Image boundary labeling items
*****

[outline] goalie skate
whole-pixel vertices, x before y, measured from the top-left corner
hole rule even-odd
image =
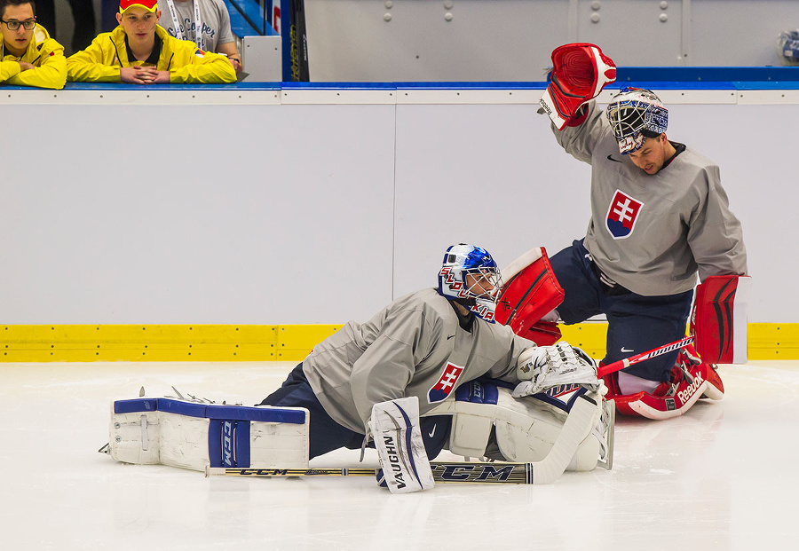
[[[715,365],[701,363],[692,346],[677,356],[671,378],[661,382],[654,391],[622,395],[619,391],[618,373],[605,375],[608,388],[605,397],[616,403],[616,409],[625,415],[647,419],[669,419],[684,414],[700,398],[720,400],[724,385]]]

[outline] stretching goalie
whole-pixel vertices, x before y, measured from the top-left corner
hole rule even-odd
[[[614,410],[594,361],[494,323],[502,277],[485,249],[449,247],[438,279],[348,322],[257,406],[114,402],[108,452],[198,470],[306,468],[328,452],[368,445],[395,493],[431,488],[430,460],[443,449],[540,463],[552,478],[610,468]]]

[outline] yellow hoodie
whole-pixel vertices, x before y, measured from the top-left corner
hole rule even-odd
[[[18,61],[25,61],[34,68],[22,71]],[[60,90],[67,83],[67,58],[59,44],[41,25],[34,28],[33,37],[21,58],[18,58],[0,43],[0,84],[37,86]]]
[[[186,40],[178,40],[159,25],[155,35],[161,39],[161,55],[155,68],[170,72],[171,83],[225,83],[236,82],[236,72],[223,55],[202,51]],[[122,26],[99,35],[88,48],[67,59],[67,77],[71,82],[119,83],[119,69],[152,63],[128,59],[125,31]]]

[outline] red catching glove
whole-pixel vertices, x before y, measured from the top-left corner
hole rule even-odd
[[[562,130],[566,126],[582,124],[588,111],[580,107],[616,80],[616,66],[599,46],[564,44],[552,51],[550,77],[539,103]]]

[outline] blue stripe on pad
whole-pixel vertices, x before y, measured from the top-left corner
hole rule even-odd
[[[158,398],[135,398],[132,400],[116,400],[114,402],[115,413],[135,413],[138,412],[154,412],[158,410]]]
[[[498,399],[499,390],[496,384],[490,381],[470,381],[455,390],[455,400],[458,402],[496,405]]]
[[[187,417],[220,419],[225,421],[257,421],[271,423],[305,422],[305,412],[281,407],[253,407],[247,405],[215,405],[173,400],[170,398],[133,398],[114,402],[115,413],[138,412],[166,412]]]

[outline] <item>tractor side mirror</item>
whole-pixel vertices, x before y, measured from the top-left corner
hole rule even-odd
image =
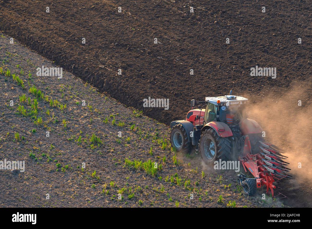
[[[195,100],[192,99],[191,100],[191,108],[192,108],[194,107],[195,106]]]

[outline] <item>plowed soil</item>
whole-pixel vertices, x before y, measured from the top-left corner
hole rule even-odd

*****

• **SHORT EXERCISE**
Extract each line from the records above that contains the word "goalie". Matches must have the same letter case.

• **ANSWER BELOW**
[outline] goalie skate
[outline] stretching goalie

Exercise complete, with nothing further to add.